■ Task brief ■
Output the data below exactly.
*** Opening Exercise data ***
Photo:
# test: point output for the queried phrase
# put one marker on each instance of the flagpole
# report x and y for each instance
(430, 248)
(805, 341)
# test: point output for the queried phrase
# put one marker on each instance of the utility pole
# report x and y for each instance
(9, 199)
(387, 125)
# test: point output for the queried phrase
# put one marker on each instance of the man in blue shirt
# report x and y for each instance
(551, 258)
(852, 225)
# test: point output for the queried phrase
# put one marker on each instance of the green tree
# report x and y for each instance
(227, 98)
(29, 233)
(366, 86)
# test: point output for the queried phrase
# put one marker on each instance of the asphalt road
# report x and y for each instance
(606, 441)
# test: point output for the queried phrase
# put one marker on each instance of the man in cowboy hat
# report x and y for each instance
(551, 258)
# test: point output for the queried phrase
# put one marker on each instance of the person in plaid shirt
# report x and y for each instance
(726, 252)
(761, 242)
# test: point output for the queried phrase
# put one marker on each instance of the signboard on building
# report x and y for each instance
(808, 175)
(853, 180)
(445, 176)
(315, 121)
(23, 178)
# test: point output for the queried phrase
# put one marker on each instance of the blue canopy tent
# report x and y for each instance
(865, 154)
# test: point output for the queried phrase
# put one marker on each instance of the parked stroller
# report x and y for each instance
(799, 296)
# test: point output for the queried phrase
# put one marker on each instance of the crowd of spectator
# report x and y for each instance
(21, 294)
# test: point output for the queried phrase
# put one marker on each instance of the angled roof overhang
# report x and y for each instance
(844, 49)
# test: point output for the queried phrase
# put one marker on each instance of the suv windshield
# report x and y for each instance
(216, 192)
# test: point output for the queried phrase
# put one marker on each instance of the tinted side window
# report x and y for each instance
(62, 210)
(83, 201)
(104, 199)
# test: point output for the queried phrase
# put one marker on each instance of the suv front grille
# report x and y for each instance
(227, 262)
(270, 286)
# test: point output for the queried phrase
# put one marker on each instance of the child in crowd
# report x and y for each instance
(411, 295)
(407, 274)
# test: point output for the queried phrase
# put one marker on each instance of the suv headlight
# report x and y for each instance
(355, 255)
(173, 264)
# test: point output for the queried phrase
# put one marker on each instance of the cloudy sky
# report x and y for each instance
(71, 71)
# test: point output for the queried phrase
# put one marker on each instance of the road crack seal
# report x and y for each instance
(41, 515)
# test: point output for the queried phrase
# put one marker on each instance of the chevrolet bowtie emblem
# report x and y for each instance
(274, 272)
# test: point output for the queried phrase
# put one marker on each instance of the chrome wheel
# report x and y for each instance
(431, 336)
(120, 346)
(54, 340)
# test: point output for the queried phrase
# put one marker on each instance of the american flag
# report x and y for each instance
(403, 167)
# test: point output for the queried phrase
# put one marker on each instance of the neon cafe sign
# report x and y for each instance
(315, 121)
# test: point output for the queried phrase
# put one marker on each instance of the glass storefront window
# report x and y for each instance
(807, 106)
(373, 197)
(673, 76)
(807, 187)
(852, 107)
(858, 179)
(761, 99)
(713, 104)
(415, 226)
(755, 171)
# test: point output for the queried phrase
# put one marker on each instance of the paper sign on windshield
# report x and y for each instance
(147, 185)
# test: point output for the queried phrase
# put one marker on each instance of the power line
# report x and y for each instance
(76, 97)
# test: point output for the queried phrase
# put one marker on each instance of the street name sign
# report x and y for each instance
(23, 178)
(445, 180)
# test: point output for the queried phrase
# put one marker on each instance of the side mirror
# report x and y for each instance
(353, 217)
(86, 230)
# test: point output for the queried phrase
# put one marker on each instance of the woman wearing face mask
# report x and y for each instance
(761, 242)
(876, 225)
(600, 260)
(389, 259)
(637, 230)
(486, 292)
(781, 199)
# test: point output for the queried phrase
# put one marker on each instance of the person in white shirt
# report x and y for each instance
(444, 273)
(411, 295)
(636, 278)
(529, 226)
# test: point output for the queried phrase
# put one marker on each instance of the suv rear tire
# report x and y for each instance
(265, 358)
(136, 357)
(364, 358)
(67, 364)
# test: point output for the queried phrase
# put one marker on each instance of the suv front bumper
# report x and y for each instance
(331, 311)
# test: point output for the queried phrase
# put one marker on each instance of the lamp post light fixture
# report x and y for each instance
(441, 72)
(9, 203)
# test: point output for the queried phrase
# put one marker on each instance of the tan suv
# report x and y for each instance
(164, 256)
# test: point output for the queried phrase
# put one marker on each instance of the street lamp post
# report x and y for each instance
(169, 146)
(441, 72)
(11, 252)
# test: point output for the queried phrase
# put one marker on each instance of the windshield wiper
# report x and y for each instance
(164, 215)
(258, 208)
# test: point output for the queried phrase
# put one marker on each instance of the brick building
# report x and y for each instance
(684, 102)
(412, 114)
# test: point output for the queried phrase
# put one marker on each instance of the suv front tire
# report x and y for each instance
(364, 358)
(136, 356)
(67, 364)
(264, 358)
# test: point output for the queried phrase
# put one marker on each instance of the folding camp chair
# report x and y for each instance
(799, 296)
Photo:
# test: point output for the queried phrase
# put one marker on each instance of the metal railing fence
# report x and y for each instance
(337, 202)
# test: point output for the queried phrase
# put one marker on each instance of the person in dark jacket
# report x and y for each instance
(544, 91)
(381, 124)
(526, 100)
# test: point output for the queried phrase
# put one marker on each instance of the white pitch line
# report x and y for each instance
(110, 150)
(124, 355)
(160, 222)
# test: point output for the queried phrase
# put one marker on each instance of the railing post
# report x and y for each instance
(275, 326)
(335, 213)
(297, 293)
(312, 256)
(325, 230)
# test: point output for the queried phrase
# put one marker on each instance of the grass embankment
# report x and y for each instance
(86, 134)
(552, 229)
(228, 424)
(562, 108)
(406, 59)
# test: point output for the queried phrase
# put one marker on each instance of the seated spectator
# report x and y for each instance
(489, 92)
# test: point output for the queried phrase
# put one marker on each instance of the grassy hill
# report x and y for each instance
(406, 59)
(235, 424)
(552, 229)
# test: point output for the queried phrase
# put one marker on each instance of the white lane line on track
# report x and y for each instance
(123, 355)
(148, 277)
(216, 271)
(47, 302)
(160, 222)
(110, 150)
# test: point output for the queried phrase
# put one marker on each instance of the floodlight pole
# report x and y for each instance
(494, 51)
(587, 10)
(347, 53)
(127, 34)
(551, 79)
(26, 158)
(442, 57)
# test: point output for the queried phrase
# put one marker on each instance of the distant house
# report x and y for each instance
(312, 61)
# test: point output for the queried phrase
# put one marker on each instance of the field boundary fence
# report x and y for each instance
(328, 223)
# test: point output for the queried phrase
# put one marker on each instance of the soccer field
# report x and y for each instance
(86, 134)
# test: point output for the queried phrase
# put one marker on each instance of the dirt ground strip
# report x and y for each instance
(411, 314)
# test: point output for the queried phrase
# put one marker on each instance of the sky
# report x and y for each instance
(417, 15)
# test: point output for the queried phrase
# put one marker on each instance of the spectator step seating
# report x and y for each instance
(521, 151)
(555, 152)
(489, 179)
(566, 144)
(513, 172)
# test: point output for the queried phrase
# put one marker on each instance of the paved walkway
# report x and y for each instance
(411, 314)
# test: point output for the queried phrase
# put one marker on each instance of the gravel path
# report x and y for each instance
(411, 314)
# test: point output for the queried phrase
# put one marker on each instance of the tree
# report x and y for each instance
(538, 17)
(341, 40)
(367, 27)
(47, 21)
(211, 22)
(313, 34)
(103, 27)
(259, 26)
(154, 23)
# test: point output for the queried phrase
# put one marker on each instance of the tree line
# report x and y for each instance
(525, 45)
*** Closing Exercise data ***
■ Answer for this exercise ■
Photo:
# test: point output for the queried phrase
# put one marker on each instance of the flagpole
# report x and y for each instance
(430, 248)
(805, 341)
# test: point output for the queried phrase
# put one marker on each instance of the utility pole
# report x and y for each instance
(9, 199)
(387, 125)
# test: point output for the queried phrase
# put one marker on each instance of the man in blue shirt
# report x and y for each instance
(551, 258)
(852, 225)
# test: point output for the queried phrase
# put one marker on each instance of the green tree
# report x and y for each instance
(227, 98)
(29, 233)
(366, 86)
# test: point output for the queried phrase
# put one marker on each instance of the asphalt road
# report x and y for each instance
(606, 441)
# test: point output for the queried phrase
# put one marker on each instance of the man in cowboy hat
# report x and y for each instance
(551, 258)
# test: point output for the queried phrase
# put one marker on each instance of the person in plaid shirt
# report x and y for each instance
(726, 252)
(761, 242)
# test: point output for the queried phrase
# put one marker on each instance of the signboard on building
# report x and y for each instance
(808, 175)
(853, 180)
(445, 176)
(315, 121)
(23, 178)
# test: point output for the queried phrase
# put one marker on each instance of the blue canopy tent
# report x and y for each instance
(865, 154)
# test: point output for the queried phrase
# put one marker on each instance of the parked stroller
# report x and y for each instance
(799, 296)
# test: point output for the queried phrase
# put one marker on each instance of the crowd of spectator
# report x and y for each instance
(21, 294)
# test: point output for the queried phrase
# put one marker on each instance of the angled roof overhang
# report x and y for each instance
(844, 49)
# test: point output for the queried phrase
# put one marker on each instance of the suv windshield
# report x and y for each instance
(216, 192)
# test: point output for the queried phrase
# put one marker on each instance of the tinted side window
# report x and y for each instance
(62, 210)
(83, 201)
(104, 199)
# test: point output for the queried phrase
# put one marker on each instance of the suv front grille
# report x and y for each instance
(227, 262)
(270, 286)
# test: point output for the queried phrase
# put one marker on each instance of the child in crowd
# report x and y for each instance
(411, 295)
(407, 274)
# test: point output for the queried phrase
# put one marker on each instance of the suv headlight
# report x and y for each instance
(355, 255)
(173, 264)
# test: point output for the queried phrase
# put one marker on each instance of the cloudy sky
# report x and y for each instance
(71, 71)
# test: point output for the queried phrase
# put one marker on each instance of the road crack seal
# report x and y for each instance
(41, 515)
# test: point output for the queried phrase
# put one marker on each instance of the chevrolet bowtie emblem
# report x and y for each instance
(274, 272)
# test: point output for the queried phrase
# put one marker on each instance of the chrome wheel
# report x and y for each instance
(431, 336)
(120, 346)
(54, 340)
# test: point output for the queried phrase
# put one marker on each instance of the american flag
# report x and y for each instance
(403, 167)
# test: point output for the queried phrase
# put one marker on each instance of the neon cafe sign
# report x and y for each instance
(315, 121)
# test: point output for the queried phrase
# put one marker on each instance of the glass storefront window
# report x and y for each instance
(807, 106)
(373, 197)
(673, 76)
(807, 187)
(852, 107)
(858, 179)
(761, 99)
(713, 104)
(415, 226)
(755, 171)
# test: point output for the queried phrase
# put one marker on each instance of the paper sign on windshield
# report x and y for each instance
(147, 185)
# test: point output for the queried phrase
# put one marker on each instance of the power line
# report x and y for each instance
(76, 97)
# test: point output for the queried phrase
# put one marker on each instance of the street name sign
# report x and y for each instance
(23, 178)
(445, 180)
# test: point output for the queried phrase
# put one marker on each instance of the side mirror
# report x and y for each instance
(353, 217)
(86, 230)
# test: point output for the queried phrase
# put one marker on each instance of the woman wearing face mask
# report x and y for each instance
(761, 242)
(876, 225)
(600, 260)
(389, 259)
(637, 230)
(486, 292)
(781, 199)
# test: point output for the queried phrase
# put one marker on each instance of the person in white shirt
# report x and y for each instance
(444, 273)
(411, 295)
(636, 278)
(529, 226)
# test: point output for the queried phrase
# put one marker on each instance of the suv rear tire
# report x and y for each instance
(265, 358)
(136, 357)
(364, 358)
(67, 364)
# test: point output for the queried phrase
# put one marker on each instance of the suv front bumper
# report x and y for each instance
(331, 311)
# test: point output for the queried phrase
# put one marker on each instance of the lamp post light fixture
# report x and y for each instance
(441, 72)
(9, 203)
# test: point output for the queried phrase
# put one marker on each instance of the tan suv
# report x and y for each instance
(164, 256)
# test: point output for the queried phrase
# put one marker on each instance of the street lamp post
# report x and y for each instance
(169, 146)
(441, 72)
(11, 252)
# test: point output for the queried phrase
# put one marker on each instance of the windshield wiper
# report x and y for each instance
(164, 215)
(258, 208)
# test: point output for the queried phrase
# put one marker on each instance of the brick building
# report x and y for each instance
(684, 102)
(412, 114)
# test: point output for the queried phrase
# put one marker on each instance of the suv front tire
# report x and y for each instance
(364, 358)
(136, 356)
(67, 364)
(264, 358)
# test: point output for the queried phrase
# put one marker on each instance of the folding camp chair
# report x and y for each instance
(799, 296)
Photo:
# test: point output for the queried phrase
# put one marker on each instance of the metal railing fence
# report x and y for each instance
(337, 202)
# test: point output for the queried phrase
# put one marker on each instance of the person in dark jacket
# report x and y for each instance
(544, 91)
(381, 124)
(526, 100)
# test: point output for the queried phrase
# put one marker on each instance of the white pitch line
# report x and y for each instance
(110, 150)
(124, 355)
(160, 222)
# test: point output for the queried phrase
# put one marker on each instance of the railing post
# report x and y for each instance
(275, 326)
(335, 213)
(297, 293)
(312, 256)
(325, 230)
# test: point output for the queried phrase
# put one marker on each instance of the grass embankment
# report x and y for each instance
(86, 134)
(552, 229)
(228, 424)
(562, 108)
(406, 59)
# test: point output for the queried phrase
# put one marker on each instance of the seated spectator
# report x and y for each instance
(489, 92)
# test: point output for the queried phrase
# put one marker on each instance of the grassy hill
# report x and y for each instance
(406, 59)
(235, 424)
(552, 229)
# test: point output for the queried phrase
# put one marker on each instance of the white lane line on track
# report x and y for each instance
(123, 355)
(148, 277)
(216, 271)
(47, 302)
(160, 222)
(110, 150)
# test: point output for the queried phrase
# put one marker on each instance of the floodlight pole
# report x and y for each instance
(494, 51)
(587, 10)
(347, 53)
(127, 34)
(551, 79)
(26, 158)
(442, 57)
# test: point output for the queried phrase
# put one marker on each instance of the distant house
# report x and y for each instance
(312, 61)
# test: point output for the queried phrase
# put one marker on each instance of the field boundary fence
# report x and y for each instance
(328, 223)
# test: point output for the queried phrase
# put one marker on each instance of the soccer field
# report x and y for each instance
(86, 134)
# test: point output for the queried phrase
# put one marker on each instance of the dirt ground strip
# report x and y for each instance
(411, 314)
# test: point output for the queried phrase
# put one marker on each instance of the sky
# report x and y for each instance
(417, 15)
# test: point output for the queried phrase
# put one marker on each instance of the spectator step seating
# report x and y for each instance
(521, 151)
(555, 152)
(489, 179)
(566, 144)
(513, 172)
# test: point output for the queried phrase
# put one marker on each instance of the paved walkway
# report x and y for each instance
(411, 314)
# test: point output for the queried phrase
# put one marker on each instance of the gravel path
# report x and y for each instance
(411, 314)
# test: point output for the queried phrase
# put one marker on each instance of the tree
# report x and y for each instance
(538, 17)
(341, 40)
(367, 27)
(47, 21)
(211, 22)
(313, 34)
(103, 27)
(259, 26)
(154, 23)
# test: point output for the queried phrase
# put one marker on each instance of the tree line
# report x and y for each instance
(525, 45)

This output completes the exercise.